◆ Description of the task ◆
Return each line of the data below that contains the string "smiling". Case counts.
··· Records for the exercise
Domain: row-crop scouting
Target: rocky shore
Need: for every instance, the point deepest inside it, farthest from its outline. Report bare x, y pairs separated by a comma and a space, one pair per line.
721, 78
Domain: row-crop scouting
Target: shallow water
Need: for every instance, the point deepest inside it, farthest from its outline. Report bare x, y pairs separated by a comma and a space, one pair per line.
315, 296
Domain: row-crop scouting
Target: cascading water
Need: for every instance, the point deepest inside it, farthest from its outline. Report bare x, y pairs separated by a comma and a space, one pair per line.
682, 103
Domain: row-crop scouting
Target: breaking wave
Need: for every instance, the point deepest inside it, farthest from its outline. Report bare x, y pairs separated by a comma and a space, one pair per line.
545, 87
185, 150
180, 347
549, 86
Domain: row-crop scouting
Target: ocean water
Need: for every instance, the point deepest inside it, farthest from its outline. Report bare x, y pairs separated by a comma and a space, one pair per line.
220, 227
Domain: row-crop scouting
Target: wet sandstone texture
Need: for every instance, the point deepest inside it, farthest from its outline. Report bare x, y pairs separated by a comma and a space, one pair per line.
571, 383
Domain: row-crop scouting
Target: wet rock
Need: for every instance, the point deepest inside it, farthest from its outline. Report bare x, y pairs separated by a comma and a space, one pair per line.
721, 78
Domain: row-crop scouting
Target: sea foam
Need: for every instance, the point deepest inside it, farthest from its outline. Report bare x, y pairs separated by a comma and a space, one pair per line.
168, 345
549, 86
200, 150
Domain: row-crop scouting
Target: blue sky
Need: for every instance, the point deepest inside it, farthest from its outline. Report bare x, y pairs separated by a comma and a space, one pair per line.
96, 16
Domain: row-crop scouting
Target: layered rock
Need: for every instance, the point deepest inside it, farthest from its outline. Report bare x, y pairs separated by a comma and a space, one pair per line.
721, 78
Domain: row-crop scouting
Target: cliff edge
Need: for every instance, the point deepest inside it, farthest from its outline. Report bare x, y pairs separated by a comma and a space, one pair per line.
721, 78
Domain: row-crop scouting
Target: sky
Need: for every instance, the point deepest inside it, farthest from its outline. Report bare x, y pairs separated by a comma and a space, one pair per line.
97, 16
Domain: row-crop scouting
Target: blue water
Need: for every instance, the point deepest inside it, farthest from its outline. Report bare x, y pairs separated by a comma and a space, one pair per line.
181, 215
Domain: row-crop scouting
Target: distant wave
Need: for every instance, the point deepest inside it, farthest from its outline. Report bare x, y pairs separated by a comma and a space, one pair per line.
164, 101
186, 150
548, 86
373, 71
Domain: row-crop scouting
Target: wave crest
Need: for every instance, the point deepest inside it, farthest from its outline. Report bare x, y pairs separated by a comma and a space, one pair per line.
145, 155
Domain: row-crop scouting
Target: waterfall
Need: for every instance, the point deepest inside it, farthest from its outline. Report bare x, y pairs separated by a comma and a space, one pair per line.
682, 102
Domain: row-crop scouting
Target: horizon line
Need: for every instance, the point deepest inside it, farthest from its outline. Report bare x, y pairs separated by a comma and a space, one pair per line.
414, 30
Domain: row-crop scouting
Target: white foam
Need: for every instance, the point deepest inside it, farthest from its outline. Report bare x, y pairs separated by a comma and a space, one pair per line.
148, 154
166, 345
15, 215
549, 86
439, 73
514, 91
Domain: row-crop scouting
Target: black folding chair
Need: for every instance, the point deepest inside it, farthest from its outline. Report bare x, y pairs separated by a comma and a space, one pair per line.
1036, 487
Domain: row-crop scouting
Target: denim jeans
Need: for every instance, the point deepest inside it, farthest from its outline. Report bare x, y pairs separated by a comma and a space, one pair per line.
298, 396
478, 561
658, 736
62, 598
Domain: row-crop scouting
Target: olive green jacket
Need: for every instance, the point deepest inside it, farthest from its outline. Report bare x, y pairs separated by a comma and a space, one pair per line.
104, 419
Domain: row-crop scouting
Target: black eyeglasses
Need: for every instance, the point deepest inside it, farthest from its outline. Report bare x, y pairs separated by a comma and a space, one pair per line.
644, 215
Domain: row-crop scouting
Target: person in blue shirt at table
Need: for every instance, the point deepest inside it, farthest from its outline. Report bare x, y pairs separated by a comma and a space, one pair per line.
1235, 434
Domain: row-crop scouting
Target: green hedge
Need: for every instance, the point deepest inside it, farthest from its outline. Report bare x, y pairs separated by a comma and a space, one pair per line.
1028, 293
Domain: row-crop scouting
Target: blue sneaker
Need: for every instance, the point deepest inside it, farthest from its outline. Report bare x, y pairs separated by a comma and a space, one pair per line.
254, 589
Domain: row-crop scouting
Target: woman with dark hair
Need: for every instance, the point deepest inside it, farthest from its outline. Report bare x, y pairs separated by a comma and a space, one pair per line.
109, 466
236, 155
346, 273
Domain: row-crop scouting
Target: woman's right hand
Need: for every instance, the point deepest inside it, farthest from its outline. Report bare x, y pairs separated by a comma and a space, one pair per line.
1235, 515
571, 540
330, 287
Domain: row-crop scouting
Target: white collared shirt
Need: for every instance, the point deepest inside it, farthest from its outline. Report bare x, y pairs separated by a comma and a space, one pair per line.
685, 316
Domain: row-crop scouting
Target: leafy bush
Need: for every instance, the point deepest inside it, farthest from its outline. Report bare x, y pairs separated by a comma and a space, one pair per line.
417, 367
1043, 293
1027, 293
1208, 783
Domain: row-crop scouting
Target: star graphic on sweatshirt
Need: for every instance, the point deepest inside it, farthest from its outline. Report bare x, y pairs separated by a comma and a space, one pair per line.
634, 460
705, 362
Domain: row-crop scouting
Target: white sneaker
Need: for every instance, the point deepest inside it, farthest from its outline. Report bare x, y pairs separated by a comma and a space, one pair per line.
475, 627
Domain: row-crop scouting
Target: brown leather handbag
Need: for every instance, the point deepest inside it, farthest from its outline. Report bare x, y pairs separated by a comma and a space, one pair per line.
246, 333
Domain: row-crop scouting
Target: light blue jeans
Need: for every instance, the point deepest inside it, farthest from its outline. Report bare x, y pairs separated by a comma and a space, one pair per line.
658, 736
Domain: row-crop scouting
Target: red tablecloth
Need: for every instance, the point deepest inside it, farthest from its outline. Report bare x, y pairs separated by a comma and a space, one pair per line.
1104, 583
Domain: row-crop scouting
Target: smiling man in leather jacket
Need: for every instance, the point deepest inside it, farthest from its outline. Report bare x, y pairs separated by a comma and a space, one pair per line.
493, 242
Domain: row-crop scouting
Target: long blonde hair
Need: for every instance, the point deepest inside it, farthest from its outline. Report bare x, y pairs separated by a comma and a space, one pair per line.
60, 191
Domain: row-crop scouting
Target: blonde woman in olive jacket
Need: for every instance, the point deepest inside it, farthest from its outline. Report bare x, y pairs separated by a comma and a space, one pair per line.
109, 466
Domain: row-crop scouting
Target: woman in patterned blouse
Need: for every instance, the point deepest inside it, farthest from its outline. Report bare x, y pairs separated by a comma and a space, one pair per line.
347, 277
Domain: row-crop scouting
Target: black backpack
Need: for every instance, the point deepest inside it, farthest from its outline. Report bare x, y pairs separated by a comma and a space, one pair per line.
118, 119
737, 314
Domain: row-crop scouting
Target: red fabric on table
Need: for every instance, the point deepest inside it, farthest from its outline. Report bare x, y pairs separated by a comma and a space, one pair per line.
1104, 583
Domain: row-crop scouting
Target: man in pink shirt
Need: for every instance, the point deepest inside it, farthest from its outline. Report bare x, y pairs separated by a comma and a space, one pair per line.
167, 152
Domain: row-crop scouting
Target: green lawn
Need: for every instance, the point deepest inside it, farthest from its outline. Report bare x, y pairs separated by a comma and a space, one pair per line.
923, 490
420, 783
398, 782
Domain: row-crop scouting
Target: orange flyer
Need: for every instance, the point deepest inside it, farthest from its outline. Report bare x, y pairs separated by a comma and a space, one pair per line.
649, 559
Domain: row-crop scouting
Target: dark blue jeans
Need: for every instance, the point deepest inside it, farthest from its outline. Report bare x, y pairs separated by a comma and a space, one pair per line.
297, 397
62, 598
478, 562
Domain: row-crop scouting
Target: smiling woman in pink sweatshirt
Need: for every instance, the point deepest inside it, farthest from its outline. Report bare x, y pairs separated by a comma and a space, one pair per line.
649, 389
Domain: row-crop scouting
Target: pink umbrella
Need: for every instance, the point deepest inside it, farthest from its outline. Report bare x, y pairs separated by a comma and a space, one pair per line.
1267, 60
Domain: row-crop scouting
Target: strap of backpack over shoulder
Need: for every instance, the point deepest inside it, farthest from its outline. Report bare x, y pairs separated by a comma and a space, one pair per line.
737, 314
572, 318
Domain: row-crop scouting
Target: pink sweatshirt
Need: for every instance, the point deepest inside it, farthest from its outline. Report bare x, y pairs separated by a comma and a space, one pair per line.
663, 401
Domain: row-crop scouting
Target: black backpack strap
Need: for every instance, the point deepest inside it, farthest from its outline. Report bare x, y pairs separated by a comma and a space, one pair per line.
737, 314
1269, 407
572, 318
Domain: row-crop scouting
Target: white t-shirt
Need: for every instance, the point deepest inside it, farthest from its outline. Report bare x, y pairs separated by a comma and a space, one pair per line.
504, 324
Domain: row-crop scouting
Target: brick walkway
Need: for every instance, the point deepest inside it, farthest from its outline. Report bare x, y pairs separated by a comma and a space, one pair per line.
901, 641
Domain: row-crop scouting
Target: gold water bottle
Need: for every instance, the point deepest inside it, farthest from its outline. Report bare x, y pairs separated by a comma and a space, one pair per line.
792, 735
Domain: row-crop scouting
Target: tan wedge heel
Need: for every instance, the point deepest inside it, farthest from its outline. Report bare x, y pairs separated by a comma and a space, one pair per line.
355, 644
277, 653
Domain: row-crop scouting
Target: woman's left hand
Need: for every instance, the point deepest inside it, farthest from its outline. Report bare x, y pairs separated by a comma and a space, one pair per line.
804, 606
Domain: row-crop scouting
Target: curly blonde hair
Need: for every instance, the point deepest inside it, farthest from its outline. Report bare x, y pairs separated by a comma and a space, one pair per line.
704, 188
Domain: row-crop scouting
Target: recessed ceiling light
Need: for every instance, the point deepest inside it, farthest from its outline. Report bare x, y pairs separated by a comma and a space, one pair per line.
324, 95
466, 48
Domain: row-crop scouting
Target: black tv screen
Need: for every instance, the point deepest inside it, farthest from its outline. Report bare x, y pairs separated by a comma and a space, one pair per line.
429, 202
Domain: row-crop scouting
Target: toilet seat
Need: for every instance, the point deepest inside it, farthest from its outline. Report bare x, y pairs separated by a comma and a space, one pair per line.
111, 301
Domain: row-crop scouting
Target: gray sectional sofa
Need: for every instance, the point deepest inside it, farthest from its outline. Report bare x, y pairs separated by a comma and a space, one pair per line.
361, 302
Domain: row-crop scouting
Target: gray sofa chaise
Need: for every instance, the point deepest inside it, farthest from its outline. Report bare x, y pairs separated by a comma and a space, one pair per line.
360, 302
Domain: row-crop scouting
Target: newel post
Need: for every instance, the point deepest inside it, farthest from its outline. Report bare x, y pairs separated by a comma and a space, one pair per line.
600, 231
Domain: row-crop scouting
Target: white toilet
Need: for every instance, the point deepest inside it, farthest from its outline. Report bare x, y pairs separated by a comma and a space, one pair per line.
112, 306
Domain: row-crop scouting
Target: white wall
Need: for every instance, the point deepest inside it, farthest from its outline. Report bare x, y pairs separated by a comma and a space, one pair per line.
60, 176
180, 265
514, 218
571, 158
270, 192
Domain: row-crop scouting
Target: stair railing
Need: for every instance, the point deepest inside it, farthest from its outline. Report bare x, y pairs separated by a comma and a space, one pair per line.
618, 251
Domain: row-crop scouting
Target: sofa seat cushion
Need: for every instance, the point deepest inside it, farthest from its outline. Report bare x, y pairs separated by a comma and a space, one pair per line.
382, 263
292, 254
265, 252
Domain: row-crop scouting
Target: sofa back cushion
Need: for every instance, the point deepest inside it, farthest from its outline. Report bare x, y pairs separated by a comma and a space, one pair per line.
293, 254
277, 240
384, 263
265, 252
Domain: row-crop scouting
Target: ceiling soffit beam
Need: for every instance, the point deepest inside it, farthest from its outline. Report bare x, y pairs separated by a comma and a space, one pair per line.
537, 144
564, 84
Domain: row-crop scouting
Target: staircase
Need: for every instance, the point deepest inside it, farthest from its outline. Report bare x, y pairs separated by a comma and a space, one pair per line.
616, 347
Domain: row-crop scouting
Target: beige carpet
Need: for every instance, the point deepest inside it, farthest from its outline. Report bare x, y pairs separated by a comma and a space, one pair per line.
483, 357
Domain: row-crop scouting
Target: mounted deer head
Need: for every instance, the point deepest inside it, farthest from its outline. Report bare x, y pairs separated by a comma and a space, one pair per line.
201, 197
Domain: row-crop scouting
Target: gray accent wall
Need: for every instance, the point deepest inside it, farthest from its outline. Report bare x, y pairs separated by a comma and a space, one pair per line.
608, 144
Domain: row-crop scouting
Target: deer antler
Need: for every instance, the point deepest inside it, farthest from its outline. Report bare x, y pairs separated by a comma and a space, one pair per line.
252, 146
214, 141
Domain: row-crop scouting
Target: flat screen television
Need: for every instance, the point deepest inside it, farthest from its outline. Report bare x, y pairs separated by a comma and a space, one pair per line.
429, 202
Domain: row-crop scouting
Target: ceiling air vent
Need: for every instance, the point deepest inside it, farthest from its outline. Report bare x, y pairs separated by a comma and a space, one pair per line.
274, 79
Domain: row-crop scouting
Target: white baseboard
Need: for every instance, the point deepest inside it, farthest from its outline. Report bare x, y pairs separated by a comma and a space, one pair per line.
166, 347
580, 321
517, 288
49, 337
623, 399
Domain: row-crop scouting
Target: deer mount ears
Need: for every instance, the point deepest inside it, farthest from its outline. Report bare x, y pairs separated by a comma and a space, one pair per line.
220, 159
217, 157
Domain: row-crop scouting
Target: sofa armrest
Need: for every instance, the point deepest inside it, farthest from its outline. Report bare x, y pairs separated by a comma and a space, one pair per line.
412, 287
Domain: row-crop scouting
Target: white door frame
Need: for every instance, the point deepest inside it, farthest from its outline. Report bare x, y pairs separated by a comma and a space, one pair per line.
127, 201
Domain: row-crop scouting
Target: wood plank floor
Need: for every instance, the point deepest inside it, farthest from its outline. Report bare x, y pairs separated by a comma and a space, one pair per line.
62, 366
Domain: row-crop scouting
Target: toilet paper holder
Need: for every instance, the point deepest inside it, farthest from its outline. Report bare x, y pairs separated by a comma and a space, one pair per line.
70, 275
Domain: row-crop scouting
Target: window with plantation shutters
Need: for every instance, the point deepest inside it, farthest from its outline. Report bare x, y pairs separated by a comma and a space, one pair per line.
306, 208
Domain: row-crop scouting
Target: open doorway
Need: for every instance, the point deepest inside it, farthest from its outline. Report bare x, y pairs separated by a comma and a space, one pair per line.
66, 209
······
◆ Task response ◆
Target: smiling man in leather jacket
Target: smiling woman in pink sweatshirt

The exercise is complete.